## SELECTED TEXT
--- START ---

Public Opinion on Coronavirus Update

Thursday, December 17, 2020

Welcome to NAVIGATOR – a project designed to better understand the American public’s views on issues of the day and help advocates, elected officials, and other interested parties understand the language, imagery, and messaging needed to make and win key policy arguments.

This release features findings from a national online survey of 1,003 registered voters conducted December 10-14, 2020. 102 additional interviews were conducted among Hispanic voters and 105 additional interviews were conducted among African American voters.

Key takeaways

  • Almost three in four Americans now know someone who has been infected with coronavirus.
  • Three in five Americans say they are likely to get the coronavirus vaccine.
  • The biggest concerns about Trump’s handling of the vaccine are letting partisan politics get in the way of a smooth rollout and Trump and Republicans’ encouraging of the spread of dangerous misinformation.

Nearly Three in Four Know Someone Who Has Been Infected With Coronavirus, a Significant Increase Since the Election

In the last two months, the share who know someone who has been infected with coronavirus has jumped nearly 20 points, with an overwhelming majority knowing someone who has gotten infected.

  • Groups especially likely to know someone who has been infected include college-educated Americans (79%), midwestern Americans (79%), and Hispanic Americans (77%).

The Pandemic is Seen as the Most Important Issue for President-Elect Biden and the New Congress to Focus On

The issues Americans rate as most important for Biden and the new Congress to focus on include the pandemic, jobs and the economy, and health care.

--- END ---

## REQUIRED TASKS
• A. Which groups does the coronavirus survey release name as especially likely to know someone who has been infected? Give each with its percentage.
• B. Extend the coronavirus survey release from its final sentence, which lists the issues Americans rate as most important for Biden and the new Congress.
The items after this text have nothing to do with it.

## RECORD EXCERPTS
--- START ---

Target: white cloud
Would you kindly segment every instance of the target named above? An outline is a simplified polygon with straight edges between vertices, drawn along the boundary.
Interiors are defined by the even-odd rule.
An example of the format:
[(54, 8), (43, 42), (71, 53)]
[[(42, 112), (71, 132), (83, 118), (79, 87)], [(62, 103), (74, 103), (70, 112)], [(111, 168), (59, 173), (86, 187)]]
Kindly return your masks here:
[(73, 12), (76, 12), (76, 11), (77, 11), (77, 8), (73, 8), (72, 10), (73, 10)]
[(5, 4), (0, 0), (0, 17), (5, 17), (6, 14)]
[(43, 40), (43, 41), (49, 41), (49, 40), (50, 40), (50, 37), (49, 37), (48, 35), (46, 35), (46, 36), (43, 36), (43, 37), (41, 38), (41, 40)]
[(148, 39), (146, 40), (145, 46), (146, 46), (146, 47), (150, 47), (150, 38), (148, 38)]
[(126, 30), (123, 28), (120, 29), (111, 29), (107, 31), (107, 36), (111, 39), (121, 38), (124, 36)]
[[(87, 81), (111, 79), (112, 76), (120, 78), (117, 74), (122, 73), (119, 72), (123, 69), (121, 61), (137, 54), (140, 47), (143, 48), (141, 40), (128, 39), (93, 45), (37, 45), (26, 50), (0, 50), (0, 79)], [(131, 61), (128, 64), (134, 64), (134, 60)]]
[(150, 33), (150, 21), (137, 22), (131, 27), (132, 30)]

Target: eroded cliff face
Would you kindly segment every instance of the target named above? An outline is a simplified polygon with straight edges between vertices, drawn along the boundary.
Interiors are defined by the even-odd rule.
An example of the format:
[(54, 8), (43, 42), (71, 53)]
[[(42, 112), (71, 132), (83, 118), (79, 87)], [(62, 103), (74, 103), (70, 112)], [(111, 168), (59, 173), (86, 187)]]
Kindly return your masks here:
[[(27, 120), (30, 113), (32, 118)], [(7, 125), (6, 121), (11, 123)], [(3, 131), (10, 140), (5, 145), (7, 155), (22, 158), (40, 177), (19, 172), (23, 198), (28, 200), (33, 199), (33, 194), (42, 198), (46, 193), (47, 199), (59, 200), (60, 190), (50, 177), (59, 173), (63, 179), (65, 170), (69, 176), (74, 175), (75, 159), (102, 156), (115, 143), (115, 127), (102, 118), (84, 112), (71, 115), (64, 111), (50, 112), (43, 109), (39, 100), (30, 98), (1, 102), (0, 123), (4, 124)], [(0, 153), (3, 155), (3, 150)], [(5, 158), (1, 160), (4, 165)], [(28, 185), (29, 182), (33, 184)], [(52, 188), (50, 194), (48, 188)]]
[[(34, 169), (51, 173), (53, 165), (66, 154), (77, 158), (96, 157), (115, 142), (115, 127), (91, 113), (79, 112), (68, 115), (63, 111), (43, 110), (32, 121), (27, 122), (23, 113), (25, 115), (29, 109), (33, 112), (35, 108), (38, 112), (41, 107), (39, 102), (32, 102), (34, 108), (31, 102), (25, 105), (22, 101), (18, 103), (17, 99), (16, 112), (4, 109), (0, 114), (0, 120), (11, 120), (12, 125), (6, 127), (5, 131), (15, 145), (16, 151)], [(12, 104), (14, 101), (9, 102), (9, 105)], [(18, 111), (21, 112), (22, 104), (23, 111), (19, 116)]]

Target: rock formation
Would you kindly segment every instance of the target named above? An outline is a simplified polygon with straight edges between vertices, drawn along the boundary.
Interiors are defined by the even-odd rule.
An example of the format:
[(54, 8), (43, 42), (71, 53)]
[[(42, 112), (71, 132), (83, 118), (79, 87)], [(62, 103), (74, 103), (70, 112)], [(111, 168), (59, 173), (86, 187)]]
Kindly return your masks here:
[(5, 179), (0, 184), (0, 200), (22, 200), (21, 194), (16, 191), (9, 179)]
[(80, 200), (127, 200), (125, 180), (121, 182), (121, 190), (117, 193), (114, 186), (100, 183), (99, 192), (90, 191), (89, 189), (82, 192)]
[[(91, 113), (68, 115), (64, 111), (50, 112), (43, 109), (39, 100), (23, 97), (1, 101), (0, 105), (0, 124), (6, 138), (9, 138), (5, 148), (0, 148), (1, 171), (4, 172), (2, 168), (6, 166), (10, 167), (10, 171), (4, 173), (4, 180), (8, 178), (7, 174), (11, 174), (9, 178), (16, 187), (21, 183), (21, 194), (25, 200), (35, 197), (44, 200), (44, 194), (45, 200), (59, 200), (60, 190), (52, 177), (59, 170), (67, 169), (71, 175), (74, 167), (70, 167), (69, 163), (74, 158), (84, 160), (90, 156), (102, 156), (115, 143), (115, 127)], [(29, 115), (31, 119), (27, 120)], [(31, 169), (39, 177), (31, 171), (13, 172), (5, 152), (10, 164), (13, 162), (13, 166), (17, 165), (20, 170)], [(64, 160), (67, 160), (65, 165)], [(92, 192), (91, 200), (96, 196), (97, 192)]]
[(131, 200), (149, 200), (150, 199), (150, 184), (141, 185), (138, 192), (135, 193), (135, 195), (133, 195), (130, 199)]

--- END ---

## ANSWER SET
• A. College-educated Americans (79%), midwestern Americans (79%), and Hispanic Americans (77%).

• B.
  • When asked what Trump and the current Congress should be focused on, Americans pick the same top six items.

As Cases Surge, Biden and Democrats More Trusted to Handle the Pandemic than the Republican Party

Joe Biden and the Democratic Party are trusted more on a range of issues than the Republican Party, overall and among independents.

Pessimism About the Pandemic is Back Near Levels Not Seen Since Mid-Summer Wave

Since last asked in mid-October, the share who say the “worst is yet to come” in the pandemic has grown 6 points, while the share who say the “worst is over” has declined by 3 as cases in America continue to rise.

  • Among independents, 65% say the “worst is yet to come,” as do 75% of Democrats.

Half Continue to Support More Aggressive Social Distancing

A near-majority of Americans continue to say we “need more aggressive social distancing” while only 18% of Americans say we “should relax social distancing.”

  • One in three (34%) Republicans say we should relax distancing, while 38% say we are doing the right thing.

Few Americans Say Pandemic Threat Has Been Exaggerated, But the Question Divides Republicans

A plurality of Americans say the threat of coronavirus is generally underestimated in the news.

  • Republicans who do not know someone who has been infected by coronavirus are more likely to say it has been exaggerated (54%) than those who do know someone who has been infected (42%).

Majorities of Democrats and Independents Support New Lockdowns Amid Community Coronavirus Outbreaks

Half of Americans support lockdowns for non-essential businesses if there are new outbreaks in their community.

  • Compared to other Democrats, Democrats who oppose lockdowns are especially likely to be from blue collar or service industry jobs (31%), to lack a college degree (75%), and to come from communities of color (50%).
  • Republicans who support lockdowns are especially likely to identify as moderate or liberal (44%).

Most Americans See Risk in Traveling for Holidays

Majorities of Democrats and independents say it is risky to travel to see others for the holidays and people should just stay home, while a majority of Republicans acknowledge the risk in traveling, but understand why people would do it after the last year apart from family.

  • On a separate question, while 71% of Democrats say they have traveled much less than they normally would in the holiday season, only 49% of Republicans say the same with 32% who say they have traveled as usual.

Pandemic Pain Comes Most from Day-to-Day Activities

Items that Americans rate as less difficult across party lines include catching the coronavirus, having children who have not been able to go to school, or not being able to visit elderly family members.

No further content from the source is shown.